Исходный текст:
-------

При сопоставлении текстов «Жития Вячеслава Чешского» и «Повести об убиении Андрея Боголюбского» легко обнаружить общие черты в структуре и композиции этих литературных памятников, в облике князей и характере их деятельности.

В центре повествования «Жития» и «Повести» находятся судьбы двух незаурядных политических деятелей своего времени. Вполне вероятно, что князь Андрей Боголюбский не мог не знать о судьбе Вячеслава Чешского, убитого более чем за 100 лет до гибели самого Андрея. В древнерусских Минеях уже была служба и канон Вячеславу Чешскому. В «Сказании об убиении Бориса и Глеба» упоминается имя Вячеслава в предсмертной молитве Бориса. Г.П.Федотов пишет: «Только св.Вячеслав (Вацлав), убитый старшим братом, может напомнить своей кончиной киевскую трагедию» 1).

Сыновья князя Владимира Борис и Глеб занимают особое место в ряду русских святых. Первые канонизированные русской церковью святые, они привлекают к себе духовное внимание современников и потомков, почитание их лежит в основании всей русской святости. В отличие от св.Вячеслава Чешского, который есть «готовый, совершенный образец святого и без мученической кончины», святые Борис и Глеб прославили себя смертью в «последовании Христу». Они «создали на Руси особый, не вполне литургически выявленный чин «страстотерпцев» - самый пародоксальный чин русских святых»2). Подвиг святых братьев Бориса и Глеба - страстотерпческий подвиг непротивления смерти, так как «вольное мучение есть подражание Христу, совершенное исполнение Евангелия»3). П мысли Г.П. Федотова, «подвиг непротивления есть национальный русский подвиг, подлинно религиозное открытие новокрещенного русского народа»4).

В рассматриваемых литературных памятниках обращает на себя внимание идея связи гибели Вячеслава Чешского и Андрея Боголюбского с мученической кончиной Бориса и Глеба. В первом случае прославление на Руси чешского князя отвечало политическим интересам Ярослава Мудрого и служило апологии святых братьев, во втором - почитание Бориса и Глеба укрепляло политическую власть Андрея Боголюбского, а насильственная смерть князя в «Повести об убиении» была уподоблена мученической кончине сыновей Владимира Святого.

-------

Задание A: В каком произведении, по тексту о Вячеславе Чешском и Андрее Боголюбском, имя Вячеслава упоминается в предсмертной молитве Бориса?
Задание B: Замени "литературных памятников" на "произведений" в отрывке текста о Вячеславе Чешском и Андрее Боголюбском и приведи этот отрывок. Начни с места, где стоят слова "При сопоставлении текстов", а закончи на словах "характере их деятельности.".

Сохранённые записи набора
-------

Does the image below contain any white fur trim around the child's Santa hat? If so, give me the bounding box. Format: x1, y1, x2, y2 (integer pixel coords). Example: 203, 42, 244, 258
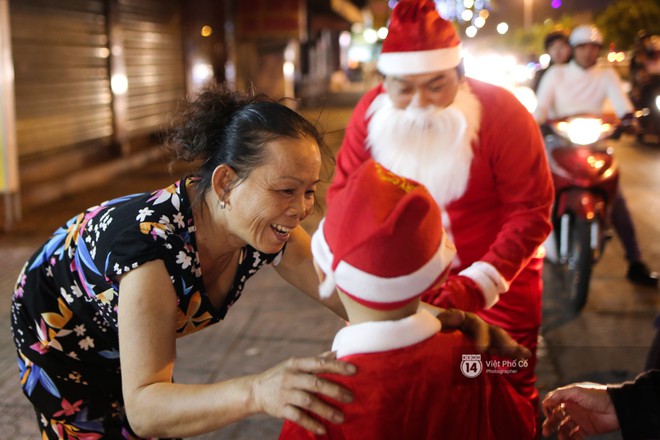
312, 219, 456, 303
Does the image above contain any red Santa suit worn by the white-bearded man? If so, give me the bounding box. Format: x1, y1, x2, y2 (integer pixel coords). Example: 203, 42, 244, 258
328, 77, 553, 410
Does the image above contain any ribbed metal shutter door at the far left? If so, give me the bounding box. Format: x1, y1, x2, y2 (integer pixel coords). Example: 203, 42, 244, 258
10, 0, 113, 161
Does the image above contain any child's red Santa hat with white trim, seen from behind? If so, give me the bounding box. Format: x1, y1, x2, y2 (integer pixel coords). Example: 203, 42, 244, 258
312, 160, 456, 310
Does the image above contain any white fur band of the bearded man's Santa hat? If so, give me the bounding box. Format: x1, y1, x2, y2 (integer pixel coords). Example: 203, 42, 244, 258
378, 44, 462, 75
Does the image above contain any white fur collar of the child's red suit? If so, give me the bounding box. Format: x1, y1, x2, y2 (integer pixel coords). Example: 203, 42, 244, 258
332, 310, 441, 358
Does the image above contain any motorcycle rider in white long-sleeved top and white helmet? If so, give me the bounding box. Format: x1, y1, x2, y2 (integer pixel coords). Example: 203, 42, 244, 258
534, 25, 658, 287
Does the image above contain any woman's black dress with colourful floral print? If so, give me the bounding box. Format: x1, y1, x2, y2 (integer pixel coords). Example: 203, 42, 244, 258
11, 178, 280, 439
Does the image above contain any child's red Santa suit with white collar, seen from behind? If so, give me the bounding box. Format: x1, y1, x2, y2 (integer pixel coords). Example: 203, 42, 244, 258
280, 311, 535, 440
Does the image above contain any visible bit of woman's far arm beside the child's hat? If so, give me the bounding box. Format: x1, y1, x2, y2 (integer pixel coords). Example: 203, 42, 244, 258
275, 226, 348, 320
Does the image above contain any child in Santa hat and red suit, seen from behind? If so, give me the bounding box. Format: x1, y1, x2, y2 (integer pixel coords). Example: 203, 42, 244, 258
280, 160, 535, 440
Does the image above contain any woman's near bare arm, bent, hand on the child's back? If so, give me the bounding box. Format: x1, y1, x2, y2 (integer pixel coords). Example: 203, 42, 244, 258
119, 260, 354, 437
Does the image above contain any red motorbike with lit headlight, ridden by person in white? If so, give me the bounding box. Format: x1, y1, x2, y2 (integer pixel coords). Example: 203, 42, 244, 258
543, 115, 622, 314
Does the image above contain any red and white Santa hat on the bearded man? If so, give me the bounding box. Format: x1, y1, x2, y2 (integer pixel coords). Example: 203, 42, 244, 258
378, 0, 461, 75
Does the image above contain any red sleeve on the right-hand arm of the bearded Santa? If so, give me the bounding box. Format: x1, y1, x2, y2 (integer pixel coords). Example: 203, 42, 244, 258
470, 82, 554, 281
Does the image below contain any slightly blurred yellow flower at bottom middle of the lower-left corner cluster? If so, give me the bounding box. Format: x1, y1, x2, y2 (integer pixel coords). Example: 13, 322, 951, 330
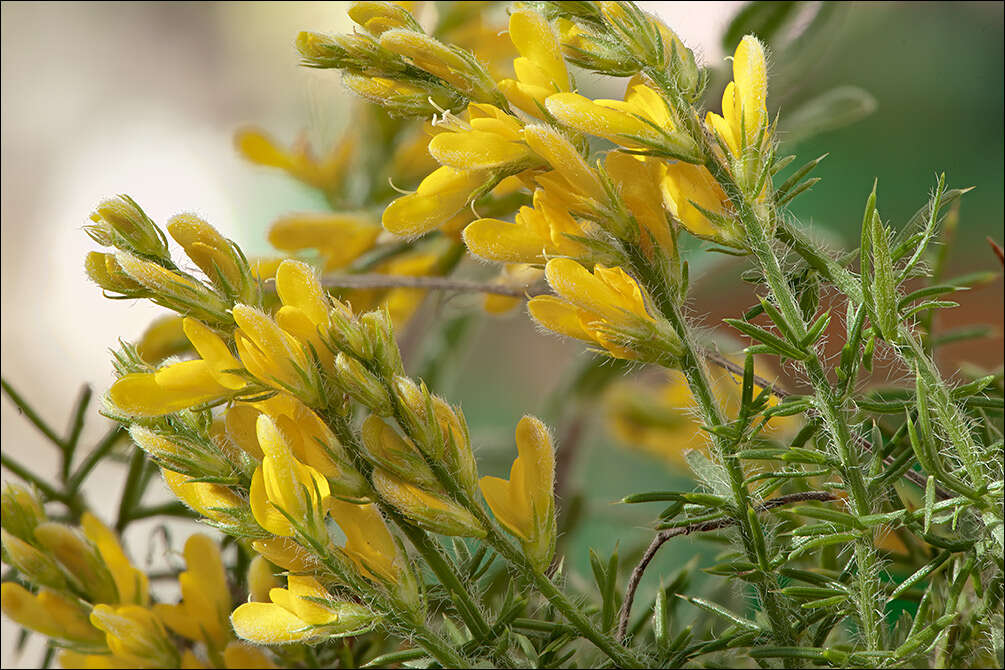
90, 605, 179, 668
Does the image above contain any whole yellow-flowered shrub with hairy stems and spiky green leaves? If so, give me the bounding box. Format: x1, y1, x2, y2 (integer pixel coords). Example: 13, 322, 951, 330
2, 2, 1003, 668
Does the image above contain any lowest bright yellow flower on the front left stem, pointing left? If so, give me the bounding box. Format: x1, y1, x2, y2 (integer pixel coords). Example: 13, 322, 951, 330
230, 575, 375, 645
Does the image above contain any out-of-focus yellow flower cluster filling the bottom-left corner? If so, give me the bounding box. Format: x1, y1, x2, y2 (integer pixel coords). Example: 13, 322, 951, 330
2, 484, 275, 668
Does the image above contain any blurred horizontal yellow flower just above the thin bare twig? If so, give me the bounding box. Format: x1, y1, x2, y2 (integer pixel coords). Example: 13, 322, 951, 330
268, 212, 381, 272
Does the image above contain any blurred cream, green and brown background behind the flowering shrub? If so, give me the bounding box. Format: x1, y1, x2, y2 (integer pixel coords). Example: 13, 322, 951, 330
0, 2, 1003, 667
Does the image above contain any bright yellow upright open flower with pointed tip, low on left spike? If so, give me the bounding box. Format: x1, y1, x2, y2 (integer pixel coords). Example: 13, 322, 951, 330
250, 414, 331, 541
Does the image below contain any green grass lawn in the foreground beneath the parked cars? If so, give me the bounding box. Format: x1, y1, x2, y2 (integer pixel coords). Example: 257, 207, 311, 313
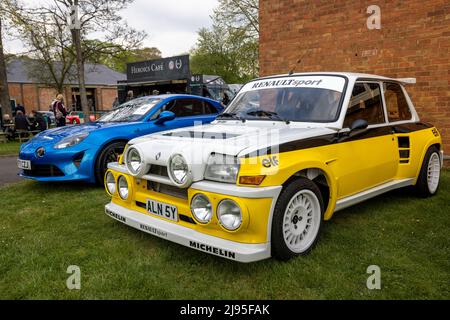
0, 171, 450, 299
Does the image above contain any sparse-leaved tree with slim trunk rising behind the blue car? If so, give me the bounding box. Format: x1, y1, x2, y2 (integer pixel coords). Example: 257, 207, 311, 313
2, 0, 146, 118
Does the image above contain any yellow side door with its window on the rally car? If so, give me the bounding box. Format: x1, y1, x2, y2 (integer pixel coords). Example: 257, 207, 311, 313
334, 82, 399, 199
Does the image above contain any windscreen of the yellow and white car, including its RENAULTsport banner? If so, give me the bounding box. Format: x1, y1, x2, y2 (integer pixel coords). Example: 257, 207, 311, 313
221, 76, 346, 122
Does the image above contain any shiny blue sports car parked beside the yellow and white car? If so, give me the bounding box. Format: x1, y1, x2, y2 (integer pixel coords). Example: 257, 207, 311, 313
17, 94, 223, 183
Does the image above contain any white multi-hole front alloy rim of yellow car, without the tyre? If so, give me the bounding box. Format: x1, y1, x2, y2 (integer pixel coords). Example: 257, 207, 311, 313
283, 189, 322, 253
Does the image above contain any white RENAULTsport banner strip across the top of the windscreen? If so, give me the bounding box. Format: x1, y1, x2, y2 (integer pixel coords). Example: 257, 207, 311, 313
241, 76, 345, 92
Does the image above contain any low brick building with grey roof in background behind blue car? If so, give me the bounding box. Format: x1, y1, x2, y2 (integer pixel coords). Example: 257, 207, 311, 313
6, 59, 126, 112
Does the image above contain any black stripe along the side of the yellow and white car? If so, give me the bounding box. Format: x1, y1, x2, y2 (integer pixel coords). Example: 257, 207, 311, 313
242, 122, 433, 158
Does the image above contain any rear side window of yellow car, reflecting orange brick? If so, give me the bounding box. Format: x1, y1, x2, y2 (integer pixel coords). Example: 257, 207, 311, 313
384, 82, 412, 122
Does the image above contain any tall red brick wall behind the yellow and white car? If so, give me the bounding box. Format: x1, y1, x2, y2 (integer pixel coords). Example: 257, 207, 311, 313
260, 0, 450, 155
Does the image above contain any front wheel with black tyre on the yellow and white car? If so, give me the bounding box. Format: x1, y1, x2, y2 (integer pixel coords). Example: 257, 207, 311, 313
271, 178, 324, 261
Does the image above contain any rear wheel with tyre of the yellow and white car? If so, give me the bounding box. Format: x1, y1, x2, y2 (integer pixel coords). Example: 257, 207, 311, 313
415, 146, 441, 198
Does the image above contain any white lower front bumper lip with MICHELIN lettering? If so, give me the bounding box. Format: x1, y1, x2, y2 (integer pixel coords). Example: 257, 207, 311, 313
105, 202, 270, 263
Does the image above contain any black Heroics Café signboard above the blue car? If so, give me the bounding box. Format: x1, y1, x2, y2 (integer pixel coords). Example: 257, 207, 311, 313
127, 55, 190, 82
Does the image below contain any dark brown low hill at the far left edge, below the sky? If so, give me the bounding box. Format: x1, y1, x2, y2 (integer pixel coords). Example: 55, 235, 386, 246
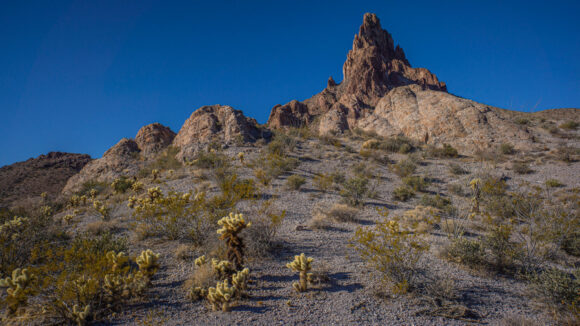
0, 152, 91, 207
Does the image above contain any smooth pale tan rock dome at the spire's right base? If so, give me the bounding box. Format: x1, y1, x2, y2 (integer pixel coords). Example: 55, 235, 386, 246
358, 85, 531, 153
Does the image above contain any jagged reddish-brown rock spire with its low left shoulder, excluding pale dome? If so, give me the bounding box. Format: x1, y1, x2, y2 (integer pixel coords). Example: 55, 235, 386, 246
268, 14, 447, 133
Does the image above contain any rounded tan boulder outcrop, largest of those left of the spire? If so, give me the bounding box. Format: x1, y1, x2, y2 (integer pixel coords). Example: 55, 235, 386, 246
173, 105, 268, 160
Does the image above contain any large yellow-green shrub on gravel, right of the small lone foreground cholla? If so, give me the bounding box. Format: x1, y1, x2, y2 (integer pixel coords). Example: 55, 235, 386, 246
350, 211, 429, 294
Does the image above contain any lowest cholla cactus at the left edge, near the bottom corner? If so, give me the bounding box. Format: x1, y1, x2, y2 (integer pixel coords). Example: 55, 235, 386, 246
0, 268, 37, 314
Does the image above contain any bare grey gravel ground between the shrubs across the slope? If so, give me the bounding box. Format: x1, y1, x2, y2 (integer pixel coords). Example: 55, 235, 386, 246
64, 132, 580, 325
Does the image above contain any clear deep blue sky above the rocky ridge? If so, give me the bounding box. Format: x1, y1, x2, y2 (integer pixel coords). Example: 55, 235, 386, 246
0, 0, 580, 166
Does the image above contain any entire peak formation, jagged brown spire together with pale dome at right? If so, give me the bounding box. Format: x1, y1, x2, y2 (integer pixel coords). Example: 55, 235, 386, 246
268, 14, 531, 153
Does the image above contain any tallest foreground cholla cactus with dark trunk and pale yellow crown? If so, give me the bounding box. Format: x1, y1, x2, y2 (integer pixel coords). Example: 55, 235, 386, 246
217, 213, 252, 270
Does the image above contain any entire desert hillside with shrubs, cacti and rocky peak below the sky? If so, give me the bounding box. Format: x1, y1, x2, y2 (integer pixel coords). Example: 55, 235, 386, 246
0, 14, 580, 325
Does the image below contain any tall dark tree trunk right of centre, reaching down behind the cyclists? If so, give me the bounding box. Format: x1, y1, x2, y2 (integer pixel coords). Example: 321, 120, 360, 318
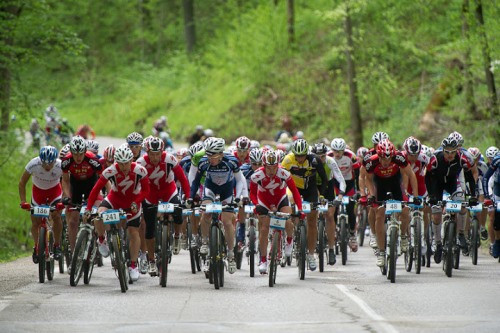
344, 4, 363, 147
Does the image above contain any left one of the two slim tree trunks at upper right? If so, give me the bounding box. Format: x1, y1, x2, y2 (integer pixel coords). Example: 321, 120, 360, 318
462, 0, 481, 120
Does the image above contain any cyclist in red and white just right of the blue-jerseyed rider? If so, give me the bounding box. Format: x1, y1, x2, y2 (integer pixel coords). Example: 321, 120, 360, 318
250, 150, 302, 274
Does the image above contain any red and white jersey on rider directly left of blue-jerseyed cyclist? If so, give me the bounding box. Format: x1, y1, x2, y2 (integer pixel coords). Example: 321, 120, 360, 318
137, 152, 190, 204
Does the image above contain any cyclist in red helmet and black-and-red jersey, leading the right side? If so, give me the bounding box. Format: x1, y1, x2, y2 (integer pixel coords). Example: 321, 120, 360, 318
365, 139, 421, 267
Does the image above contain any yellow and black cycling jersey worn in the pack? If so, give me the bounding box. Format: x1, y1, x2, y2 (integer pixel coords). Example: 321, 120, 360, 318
281, 153, 328, 195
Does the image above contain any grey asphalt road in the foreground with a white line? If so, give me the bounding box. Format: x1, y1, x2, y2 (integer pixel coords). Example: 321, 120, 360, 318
0, 240, 500, 332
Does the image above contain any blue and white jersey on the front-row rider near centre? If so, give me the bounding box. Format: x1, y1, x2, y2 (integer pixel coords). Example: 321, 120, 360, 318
191, 154, 240, 197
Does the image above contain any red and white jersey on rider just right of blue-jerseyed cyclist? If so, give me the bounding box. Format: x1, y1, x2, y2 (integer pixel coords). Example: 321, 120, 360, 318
250, 166, 302, 210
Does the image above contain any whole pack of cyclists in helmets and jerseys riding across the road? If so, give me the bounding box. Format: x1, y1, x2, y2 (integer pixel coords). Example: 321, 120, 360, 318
19, 126, 500, 281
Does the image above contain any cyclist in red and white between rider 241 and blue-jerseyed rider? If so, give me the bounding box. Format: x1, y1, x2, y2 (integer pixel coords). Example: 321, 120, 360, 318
137, 138, 190, 275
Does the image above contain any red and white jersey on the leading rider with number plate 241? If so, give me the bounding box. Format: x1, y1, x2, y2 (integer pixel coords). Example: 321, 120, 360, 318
87, 162, 149, 209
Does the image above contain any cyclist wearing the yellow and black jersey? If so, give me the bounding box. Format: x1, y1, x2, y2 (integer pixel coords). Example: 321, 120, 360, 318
281, 139, 328, 271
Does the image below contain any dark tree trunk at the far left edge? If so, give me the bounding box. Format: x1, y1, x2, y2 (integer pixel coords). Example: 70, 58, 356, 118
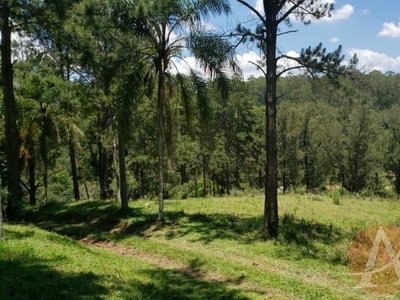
1, 0, 21, 219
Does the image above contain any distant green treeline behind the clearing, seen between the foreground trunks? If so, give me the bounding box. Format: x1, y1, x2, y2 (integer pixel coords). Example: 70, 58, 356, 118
0, 71, 400, 204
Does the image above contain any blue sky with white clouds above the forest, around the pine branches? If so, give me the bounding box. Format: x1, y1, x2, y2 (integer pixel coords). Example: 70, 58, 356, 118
177, 0, 400, 78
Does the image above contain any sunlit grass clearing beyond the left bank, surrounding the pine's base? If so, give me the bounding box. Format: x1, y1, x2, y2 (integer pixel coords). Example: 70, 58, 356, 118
18, 195, 400, 299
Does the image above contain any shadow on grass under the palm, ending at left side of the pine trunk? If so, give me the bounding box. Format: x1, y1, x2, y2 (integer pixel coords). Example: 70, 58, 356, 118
26, 201, 262, 243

-------

Ответ A: В «Сказании об убиении Бориса и Глеба».

Ответ B:
При сопоставлении текстов «Жития Вячеслава Чешского» и «Повести об убиении Андрея Боголюбского» легко обнаружить общие черты в структуре и композиции этих произведений, в облике князей и характере их деятельности.